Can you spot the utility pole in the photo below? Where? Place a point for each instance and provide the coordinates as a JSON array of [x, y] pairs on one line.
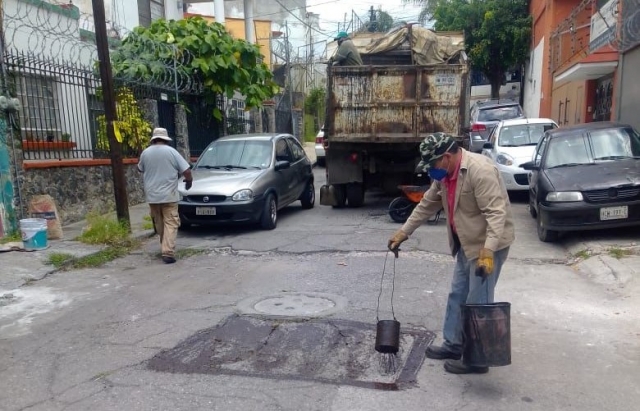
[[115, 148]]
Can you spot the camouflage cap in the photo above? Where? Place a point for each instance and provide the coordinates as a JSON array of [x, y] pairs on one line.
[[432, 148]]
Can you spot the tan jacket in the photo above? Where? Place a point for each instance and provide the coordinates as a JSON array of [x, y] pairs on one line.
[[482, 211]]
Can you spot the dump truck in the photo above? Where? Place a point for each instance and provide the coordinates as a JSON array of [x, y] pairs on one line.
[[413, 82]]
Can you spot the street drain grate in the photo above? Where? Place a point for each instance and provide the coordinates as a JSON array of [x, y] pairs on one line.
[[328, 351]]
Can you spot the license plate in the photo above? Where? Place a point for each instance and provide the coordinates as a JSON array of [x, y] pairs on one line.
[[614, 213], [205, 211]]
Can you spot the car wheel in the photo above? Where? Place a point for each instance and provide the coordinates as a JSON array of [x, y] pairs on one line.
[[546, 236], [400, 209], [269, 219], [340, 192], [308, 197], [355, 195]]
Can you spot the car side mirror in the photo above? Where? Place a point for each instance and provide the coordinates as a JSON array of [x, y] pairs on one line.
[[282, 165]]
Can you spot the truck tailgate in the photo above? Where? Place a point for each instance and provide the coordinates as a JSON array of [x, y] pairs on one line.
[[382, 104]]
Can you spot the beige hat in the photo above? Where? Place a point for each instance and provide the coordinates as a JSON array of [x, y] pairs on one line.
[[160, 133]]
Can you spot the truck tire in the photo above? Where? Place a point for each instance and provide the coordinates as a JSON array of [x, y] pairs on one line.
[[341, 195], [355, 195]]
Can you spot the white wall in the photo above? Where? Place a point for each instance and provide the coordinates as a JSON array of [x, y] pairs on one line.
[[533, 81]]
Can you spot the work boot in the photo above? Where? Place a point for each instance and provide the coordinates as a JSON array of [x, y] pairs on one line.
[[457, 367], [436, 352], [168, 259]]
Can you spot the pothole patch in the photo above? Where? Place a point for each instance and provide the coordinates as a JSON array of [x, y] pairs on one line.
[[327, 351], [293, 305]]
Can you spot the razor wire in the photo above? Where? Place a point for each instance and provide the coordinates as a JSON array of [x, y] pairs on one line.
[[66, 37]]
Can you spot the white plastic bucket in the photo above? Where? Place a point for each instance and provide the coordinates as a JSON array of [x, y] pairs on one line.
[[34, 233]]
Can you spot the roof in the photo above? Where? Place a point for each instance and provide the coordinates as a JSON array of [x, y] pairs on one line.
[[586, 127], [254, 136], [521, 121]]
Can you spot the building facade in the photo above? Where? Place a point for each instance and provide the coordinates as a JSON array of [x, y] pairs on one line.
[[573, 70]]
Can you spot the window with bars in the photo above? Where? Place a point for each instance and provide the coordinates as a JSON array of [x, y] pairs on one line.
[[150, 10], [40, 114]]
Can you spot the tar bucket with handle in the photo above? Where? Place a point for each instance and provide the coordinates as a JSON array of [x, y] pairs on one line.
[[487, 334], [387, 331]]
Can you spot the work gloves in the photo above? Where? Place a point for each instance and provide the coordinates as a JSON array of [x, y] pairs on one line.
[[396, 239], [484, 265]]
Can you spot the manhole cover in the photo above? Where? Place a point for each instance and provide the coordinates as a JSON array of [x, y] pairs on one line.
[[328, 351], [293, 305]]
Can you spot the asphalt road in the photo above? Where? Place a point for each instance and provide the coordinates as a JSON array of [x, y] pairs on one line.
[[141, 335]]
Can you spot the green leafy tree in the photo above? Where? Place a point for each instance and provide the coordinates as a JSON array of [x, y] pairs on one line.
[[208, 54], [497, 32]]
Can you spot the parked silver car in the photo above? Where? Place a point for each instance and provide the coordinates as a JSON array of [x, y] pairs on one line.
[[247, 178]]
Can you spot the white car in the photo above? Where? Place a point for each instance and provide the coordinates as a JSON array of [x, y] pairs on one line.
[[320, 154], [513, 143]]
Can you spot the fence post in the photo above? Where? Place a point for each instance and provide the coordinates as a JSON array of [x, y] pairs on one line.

------------------------

▶ _Your objective_
Render the items above as a JSON list of strings, with one string per line and blank lines omitted. Leave the pictures out.

▶ _Solved problem_
[
  "Can you spot the utility pole in the photo below? Where? Place a point for each instance and provide the coordinates as a JSON array of [x, y] pairs on one line.",
  "[[115, 148]]",
  "Can you spot the camouflage cap in the photo above? Where? Place a point for each instance and provide the coordinates as a JSON array of [x, y] pairs on one line.",
  "[[432, 148]]",
  "Can you spot the tan jacket in the photo above? Where? Place a point for each instance and provide the coordinates as a JSON array of [x, y] pairs on one line.",
  "[[482, 211]]",
  "Can you spot the dump truck in the photo above? Where? Place a point for each instance and provide the coordinates as a JSON array of [x, y] pairs on one line.",
  "[[413, 82]]",
  "Can you spot the street drain grate in the photo above? Where? Place a point for each instance and provide the coordinates as a JSON array of [x, y] pairs on one line.",
  "[[328, 351]]",
  "Can you spot the license plate in the photo above? Where? Place a point for each instance and provide the coordinates as a JSON array of [x, y] pairs on one line.",
  "[[614, 213], [205, 211]]",
  "Can you spot the car wheel in the photo above? Where? Place a point for each instance and provide the coordinates as a JSON array of [x, y] pairs on one line.",
  "[[546, 236], [400, 209], [269, 219], [340, 192], [308, 197], [355, 195]]",
  "Can you spot the car side mirror in the photo above? Where? Place a point for each instance and provide the coordinates as a JSON array of [x, y] pairs on one line.",
  "[[282, 165]]",
  "Can you spot the truck tailgate in the photo above? Where? Place a point for each instance and provide the coordinates as a JSON array of [x, y] pairs on one line.",
  "[[382, 104]]",
  "Can you spot the beige hat in the photo above? Where? Place a point for each instance and provide the coordinates as a JSON array of [x, y] pairs on one line.",
  "[[160, 133]]",
  "Can you spot the truck tire in the photo above? Where? Place a point for each instance and provide the coordinates as a JSON array of [x, y] pairs on one line.",
  "[[341, 195], [355, 195]]",
  "Can you spot the white wall in the photo above? Where? Place a point for each instance and provide the coordinates as a JSON array of [x, y] pairs on one line.",
  "[[533, 81]]",
  "Can you spot the work boot in the photo above? Where? Place a point for each instance and provide the coordinates as a JSON array of [x, y] pairs on one line.",
  "[[457, 367], [436, 352], [168, 259]]",
  "Can you spot the pothole patch in the photo above? Where? Place a point for each instance and provide the coordinates as a JSON array of [x, y] pairs on one line.",
  "[[327, 351], [293, 305]]",
  "Can you spot the razor wire in the photo above? Where? Place a point for each instance and provide the coordinates as a JSON array of [x, y] pairs on one line.",
  "[[66, 37]]",
  "Can you spot the white plastic bucket in the photo above? Where? Place a point for each instance and provide the coordinates as a JSON array of [x, y] pairs on one line.",
  "[[34, 233]]",
  "Can you spot the roof in the photo above? Where? Place a point for each instance and provide the coordinates as a JSON array of [x, y] pairs on one line.",
  "[[586, 127], [254, 136], [521, 121]]",
  "Can you spot the building facade in the photo above? Where? Place a point for each instance and provide the coordinates as a JSON array of [x, y] pairs on one line.",
  "[[573, 70]]",
  "Can you spot the window with bars in the photo above? Where? Place a point for each instance and provide the coordinates as a JSON array of [x, y] pairs on one line.",
  "[[150, 10], [40, 114]]",
  "Can you spot the tar bucket with handle in the photo above? Where? Place a point for each instance and provide the coordinates as a JSON array of [x, y] pairs on one line.",
  "[[487, 334], [387, 331]]",
  "Can you spot the work gloves in the photo above? Where? Place a point for each instance and provide the coordinates as a JSON array of [x, y] pairs on one line.",
  "[[396, 239], [484, 265]]",
  "Can you spot the manhole cover in the photo above? Where? Place a point for each instance and provide the coordinates as a JSON array of [x, y] pairs on one line.",
  "[[328, 351], [293, 305]]",
  "Can you spot the asphalt road in the photo above? Where? Place a point for each instance and provide the coordinates as a JSON array of [x, y] pairs on one line.",
  "[[141, 335]]",
  "Can you spot the green leafy tree in the photo above? Where? Place a point for each instance and provide the coordinates as a JSON array of [x, y] pairs on one line.",
  "[[208, 54], [497, 32]]",
  "Can you spot the parked silver car in the photo above? Where? Place a point for each instance and provide the coordinates as a JSON array of [x, y] pairs on one line.",
  "[[247, 178]]",
  "Can you spot the white car in the photo above? Where? Place a point for each instance and provide the coordinates as a JSON array of [x, y] pairs on one line.",
  "[[320, 154], [513, 143]]",
  "Can you spot the fence post in the photo above? Where? Place a point for each instance and provide the coordinates as a JSON array of [x, y] pairs on one line."
]